- [WHAT IS ASKED]
Extract every line of text from the material below without changing a character, and leave out the pictures.

::: ROWS

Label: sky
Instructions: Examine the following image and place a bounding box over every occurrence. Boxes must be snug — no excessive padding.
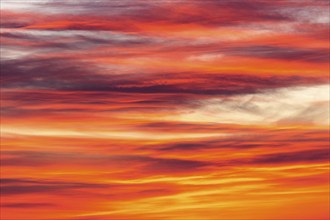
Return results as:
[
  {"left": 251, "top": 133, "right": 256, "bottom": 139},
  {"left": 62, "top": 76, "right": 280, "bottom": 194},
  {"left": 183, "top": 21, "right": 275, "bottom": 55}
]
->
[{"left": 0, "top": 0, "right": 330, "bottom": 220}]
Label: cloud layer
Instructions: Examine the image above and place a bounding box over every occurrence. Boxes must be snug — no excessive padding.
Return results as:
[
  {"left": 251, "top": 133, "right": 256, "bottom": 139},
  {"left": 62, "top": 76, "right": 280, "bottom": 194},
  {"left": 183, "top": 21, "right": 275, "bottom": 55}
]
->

::::::

- [EXERCISE SOLUTION]
Label: sky
Instructions: Examine the following image and place a bounding box over every occurrence. Boxes must be snug — no excessive padding.
Return results as:
[
  {"left": 251, "top": 133, "right": 256, "bottom": 139},
  {"left": 62, "top": 76, "right": 280, "bottom": 194},
  {"left": 183, "top": 21, "right": 275, "bottom": 55}
]
->
[{"left": 0, "top": 0, "right": 330, "bottom": 220}]
Label: cloud layer
Instructions: Examine the image above and place a bounding box over every occurrence. Boxes must be snug — no excessive padding.
Return results as:
[
  {"left": 251, "top": 133, "right": 256, "bottom": 139},
  {"left": 62, "top": 76, "right": 280, "bottom": 194},
  {"left": 183, "top": 21, "right": 275, "bottom": 55}
]
->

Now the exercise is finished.